Exercise brief
List every line in the items below that contains the word "shirt".

Material for this exercise
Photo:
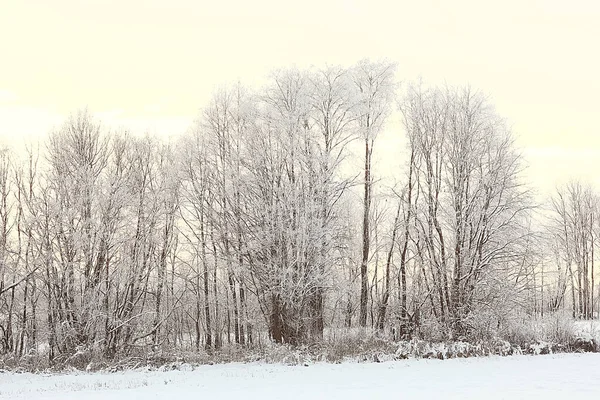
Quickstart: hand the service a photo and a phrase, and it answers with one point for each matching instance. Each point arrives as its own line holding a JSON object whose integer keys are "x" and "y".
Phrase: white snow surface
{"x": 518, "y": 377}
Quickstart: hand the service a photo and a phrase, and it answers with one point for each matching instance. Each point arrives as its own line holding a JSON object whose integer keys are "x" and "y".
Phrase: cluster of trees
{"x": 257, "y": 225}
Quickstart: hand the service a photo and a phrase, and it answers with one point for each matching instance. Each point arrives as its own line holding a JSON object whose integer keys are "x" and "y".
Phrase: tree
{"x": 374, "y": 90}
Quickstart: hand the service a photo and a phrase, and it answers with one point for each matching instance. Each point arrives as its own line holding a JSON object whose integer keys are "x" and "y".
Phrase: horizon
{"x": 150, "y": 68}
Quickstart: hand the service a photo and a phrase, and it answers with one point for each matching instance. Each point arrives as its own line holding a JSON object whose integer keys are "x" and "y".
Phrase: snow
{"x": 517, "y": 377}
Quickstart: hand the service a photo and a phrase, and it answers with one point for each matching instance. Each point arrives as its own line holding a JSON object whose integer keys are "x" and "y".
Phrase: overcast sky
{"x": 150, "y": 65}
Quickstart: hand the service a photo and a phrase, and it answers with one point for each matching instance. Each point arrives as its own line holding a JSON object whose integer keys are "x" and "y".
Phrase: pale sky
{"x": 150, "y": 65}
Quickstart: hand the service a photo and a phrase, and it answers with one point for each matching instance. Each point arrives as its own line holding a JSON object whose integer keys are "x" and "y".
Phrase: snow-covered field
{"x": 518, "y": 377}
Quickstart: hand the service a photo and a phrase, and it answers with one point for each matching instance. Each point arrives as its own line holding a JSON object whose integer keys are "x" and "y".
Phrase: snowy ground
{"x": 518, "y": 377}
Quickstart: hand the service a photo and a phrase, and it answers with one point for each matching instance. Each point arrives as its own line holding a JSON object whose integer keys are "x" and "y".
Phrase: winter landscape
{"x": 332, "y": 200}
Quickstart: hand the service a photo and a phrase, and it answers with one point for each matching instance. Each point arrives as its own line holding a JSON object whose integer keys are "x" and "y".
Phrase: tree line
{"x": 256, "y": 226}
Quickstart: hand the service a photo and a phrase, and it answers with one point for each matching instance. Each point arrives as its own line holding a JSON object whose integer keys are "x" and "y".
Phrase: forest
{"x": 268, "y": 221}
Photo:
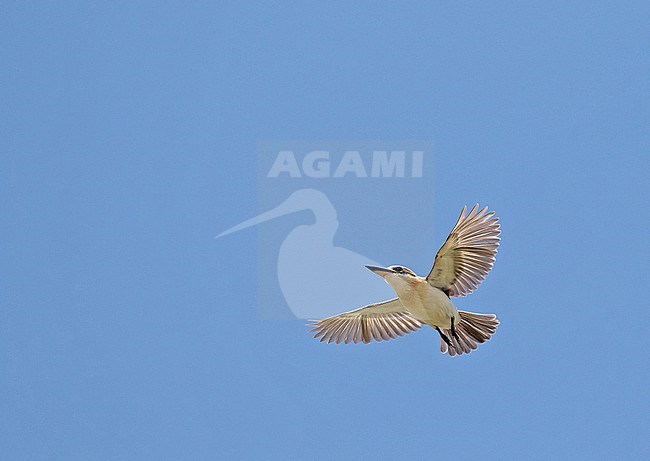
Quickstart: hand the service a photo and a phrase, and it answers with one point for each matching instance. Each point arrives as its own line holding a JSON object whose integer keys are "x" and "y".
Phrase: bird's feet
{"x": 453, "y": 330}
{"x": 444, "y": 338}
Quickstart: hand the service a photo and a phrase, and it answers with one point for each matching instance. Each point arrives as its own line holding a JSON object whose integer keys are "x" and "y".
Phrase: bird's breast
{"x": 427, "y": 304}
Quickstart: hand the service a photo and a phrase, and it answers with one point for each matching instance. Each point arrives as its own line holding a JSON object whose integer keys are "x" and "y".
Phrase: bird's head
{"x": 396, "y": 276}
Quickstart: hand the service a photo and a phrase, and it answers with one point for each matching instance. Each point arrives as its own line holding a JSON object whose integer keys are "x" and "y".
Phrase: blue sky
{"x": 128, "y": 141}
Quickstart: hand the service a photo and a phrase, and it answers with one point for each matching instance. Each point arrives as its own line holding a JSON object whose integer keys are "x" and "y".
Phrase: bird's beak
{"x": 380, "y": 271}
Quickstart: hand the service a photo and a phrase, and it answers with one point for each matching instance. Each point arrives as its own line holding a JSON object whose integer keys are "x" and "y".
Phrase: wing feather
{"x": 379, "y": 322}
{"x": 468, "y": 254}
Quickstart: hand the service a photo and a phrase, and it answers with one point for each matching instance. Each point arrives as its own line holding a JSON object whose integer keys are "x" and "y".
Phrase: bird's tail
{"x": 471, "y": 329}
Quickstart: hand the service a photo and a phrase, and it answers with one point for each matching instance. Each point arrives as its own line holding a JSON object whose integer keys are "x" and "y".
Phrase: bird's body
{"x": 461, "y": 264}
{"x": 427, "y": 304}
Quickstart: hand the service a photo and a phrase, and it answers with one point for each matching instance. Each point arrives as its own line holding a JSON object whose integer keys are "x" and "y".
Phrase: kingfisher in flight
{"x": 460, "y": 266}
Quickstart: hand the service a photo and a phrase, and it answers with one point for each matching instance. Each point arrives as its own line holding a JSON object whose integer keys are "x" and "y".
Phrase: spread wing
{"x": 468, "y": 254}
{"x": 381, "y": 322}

==

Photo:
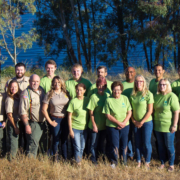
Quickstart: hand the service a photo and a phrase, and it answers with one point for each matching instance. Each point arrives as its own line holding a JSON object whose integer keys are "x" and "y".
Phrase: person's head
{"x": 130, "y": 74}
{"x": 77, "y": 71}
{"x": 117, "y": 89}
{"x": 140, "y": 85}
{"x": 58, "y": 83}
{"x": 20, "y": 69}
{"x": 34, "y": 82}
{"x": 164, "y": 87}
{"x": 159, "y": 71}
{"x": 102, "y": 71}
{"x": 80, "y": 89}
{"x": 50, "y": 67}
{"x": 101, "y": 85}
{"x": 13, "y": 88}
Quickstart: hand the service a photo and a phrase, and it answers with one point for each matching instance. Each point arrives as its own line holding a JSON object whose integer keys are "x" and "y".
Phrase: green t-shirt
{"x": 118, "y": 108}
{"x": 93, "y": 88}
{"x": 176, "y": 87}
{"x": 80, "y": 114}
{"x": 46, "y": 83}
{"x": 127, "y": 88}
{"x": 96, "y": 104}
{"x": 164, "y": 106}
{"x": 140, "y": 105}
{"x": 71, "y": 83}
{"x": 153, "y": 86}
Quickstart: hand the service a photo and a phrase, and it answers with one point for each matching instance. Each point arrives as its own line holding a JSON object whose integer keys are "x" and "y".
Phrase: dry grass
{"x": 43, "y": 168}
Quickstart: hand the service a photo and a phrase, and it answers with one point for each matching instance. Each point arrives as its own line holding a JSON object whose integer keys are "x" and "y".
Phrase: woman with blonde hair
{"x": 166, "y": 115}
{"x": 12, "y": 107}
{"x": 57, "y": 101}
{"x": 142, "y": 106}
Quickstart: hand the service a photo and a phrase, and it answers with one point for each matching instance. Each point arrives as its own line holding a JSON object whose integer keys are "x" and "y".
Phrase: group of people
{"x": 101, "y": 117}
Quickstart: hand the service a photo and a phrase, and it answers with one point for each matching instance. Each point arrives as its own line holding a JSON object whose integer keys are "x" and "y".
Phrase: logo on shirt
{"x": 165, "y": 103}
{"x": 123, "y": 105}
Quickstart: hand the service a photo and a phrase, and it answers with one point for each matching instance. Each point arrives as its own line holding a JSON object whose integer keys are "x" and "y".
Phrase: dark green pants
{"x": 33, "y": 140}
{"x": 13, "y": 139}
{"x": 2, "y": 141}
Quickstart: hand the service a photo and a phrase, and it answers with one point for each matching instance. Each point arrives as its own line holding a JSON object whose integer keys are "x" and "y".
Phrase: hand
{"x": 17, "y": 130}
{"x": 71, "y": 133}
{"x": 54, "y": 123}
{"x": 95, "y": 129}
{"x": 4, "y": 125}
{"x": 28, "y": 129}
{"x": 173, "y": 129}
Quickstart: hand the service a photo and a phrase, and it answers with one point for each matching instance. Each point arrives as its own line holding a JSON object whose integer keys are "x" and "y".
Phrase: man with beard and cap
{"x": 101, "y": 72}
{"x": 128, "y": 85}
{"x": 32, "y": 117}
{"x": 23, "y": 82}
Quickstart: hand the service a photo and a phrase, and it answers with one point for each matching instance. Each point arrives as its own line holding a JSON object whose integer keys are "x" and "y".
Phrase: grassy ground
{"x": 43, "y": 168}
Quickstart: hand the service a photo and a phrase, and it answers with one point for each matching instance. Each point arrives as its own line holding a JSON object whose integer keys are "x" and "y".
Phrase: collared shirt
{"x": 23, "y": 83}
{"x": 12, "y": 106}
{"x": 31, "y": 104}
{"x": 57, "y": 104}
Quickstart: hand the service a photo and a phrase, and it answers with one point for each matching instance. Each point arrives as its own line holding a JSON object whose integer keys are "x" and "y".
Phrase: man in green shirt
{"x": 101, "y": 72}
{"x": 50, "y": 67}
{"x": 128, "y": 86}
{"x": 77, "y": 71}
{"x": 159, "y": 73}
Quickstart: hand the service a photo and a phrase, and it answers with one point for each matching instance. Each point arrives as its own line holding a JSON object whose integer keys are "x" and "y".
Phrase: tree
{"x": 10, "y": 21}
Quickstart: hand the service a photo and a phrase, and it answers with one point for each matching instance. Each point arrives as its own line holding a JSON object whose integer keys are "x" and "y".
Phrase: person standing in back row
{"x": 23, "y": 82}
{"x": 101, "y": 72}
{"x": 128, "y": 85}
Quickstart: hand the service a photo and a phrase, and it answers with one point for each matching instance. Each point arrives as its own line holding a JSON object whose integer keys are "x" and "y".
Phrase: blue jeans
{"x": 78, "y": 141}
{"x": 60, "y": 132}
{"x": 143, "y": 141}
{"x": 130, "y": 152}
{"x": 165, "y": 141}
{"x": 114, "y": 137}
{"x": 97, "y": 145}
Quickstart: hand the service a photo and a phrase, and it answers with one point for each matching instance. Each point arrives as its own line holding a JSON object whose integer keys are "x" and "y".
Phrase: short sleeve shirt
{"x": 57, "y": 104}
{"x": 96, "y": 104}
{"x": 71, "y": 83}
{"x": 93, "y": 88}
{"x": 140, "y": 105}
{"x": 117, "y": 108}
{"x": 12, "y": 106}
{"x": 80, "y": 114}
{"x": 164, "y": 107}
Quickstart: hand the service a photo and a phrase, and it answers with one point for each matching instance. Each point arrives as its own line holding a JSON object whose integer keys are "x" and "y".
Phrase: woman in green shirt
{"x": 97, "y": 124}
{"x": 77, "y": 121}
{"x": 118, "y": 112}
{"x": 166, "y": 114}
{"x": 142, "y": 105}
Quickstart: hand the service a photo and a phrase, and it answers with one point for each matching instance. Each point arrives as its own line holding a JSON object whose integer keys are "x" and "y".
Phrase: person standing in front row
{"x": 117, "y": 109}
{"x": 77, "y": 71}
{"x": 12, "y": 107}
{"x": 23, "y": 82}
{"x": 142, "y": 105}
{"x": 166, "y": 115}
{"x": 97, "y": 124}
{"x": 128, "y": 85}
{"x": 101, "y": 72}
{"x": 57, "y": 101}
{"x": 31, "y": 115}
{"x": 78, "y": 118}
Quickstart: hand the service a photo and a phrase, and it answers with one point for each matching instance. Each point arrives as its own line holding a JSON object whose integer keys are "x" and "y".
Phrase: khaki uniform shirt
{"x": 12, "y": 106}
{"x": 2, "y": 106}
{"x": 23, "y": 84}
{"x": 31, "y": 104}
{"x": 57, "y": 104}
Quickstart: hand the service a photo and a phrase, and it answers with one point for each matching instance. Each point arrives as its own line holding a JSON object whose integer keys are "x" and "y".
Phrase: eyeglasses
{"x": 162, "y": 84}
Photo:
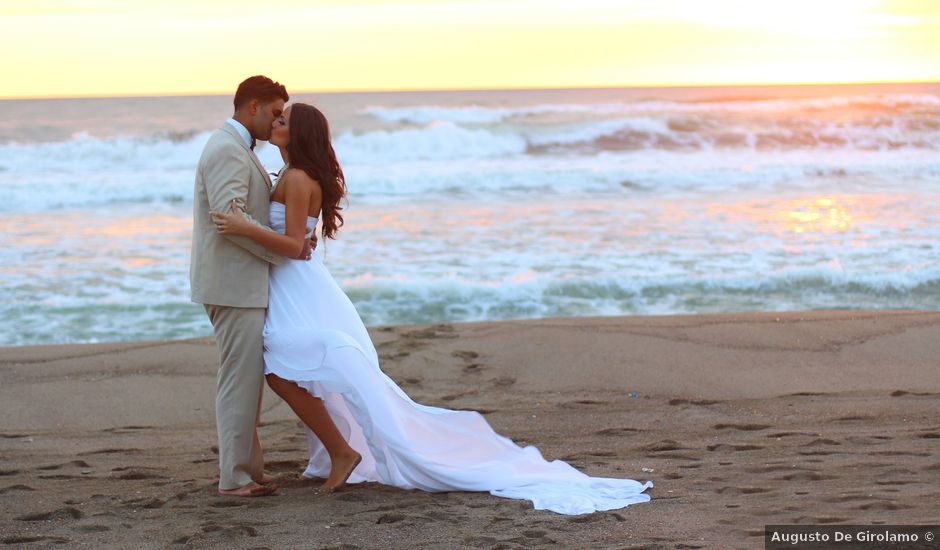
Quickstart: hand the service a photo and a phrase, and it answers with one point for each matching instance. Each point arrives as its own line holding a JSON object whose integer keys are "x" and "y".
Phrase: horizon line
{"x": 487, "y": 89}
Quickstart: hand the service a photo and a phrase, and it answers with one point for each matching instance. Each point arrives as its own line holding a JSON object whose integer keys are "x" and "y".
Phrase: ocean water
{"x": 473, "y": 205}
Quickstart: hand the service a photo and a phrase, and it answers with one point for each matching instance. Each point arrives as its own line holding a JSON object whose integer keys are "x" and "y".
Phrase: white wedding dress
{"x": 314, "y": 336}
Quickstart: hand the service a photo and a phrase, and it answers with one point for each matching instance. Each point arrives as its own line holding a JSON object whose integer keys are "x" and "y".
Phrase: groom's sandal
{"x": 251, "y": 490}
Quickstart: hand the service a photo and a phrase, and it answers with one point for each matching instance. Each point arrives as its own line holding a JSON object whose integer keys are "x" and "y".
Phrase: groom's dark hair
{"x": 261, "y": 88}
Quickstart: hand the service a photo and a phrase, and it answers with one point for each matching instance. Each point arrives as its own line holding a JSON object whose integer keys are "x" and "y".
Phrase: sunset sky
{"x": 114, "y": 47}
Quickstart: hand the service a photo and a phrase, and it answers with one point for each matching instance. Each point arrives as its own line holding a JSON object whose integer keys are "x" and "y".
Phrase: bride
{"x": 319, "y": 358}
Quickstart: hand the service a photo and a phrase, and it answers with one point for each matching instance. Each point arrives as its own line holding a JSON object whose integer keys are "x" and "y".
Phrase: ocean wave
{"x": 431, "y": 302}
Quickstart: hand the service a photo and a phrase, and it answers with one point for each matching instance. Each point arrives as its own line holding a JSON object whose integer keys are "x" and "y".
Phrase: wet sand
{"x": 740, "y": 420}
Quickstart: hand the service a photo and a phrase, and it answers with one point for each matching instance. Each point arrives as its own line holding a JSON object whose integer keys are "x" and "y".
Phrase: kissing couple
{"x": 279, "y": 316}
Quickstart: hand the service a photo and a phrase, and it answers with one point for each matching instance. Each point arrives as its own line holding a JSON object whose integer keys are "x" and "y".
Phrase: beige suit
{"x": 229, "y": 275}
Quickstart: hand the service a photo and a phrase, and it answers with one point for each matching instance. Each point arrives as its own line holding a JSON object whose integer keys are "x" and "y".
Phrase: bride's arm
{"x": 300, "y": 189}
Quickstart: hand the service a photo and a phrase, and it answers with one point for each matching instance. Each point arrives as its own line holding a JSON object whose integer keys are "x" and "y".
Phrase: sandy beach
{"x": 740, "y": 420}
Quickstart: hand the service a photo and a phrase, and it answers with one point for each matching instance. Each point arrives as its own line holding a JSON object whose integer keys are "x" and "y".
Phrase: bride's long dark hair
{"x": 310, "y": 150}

Reply to the exercise
Phrase: green t-shirt
Phrase: logo on shirt
Phrase: collared shirt
Phrase: man in green shirt
Phrase: short sleeve shirt
Phrase: woman in green shirt
Phrase: khaki uniform shirt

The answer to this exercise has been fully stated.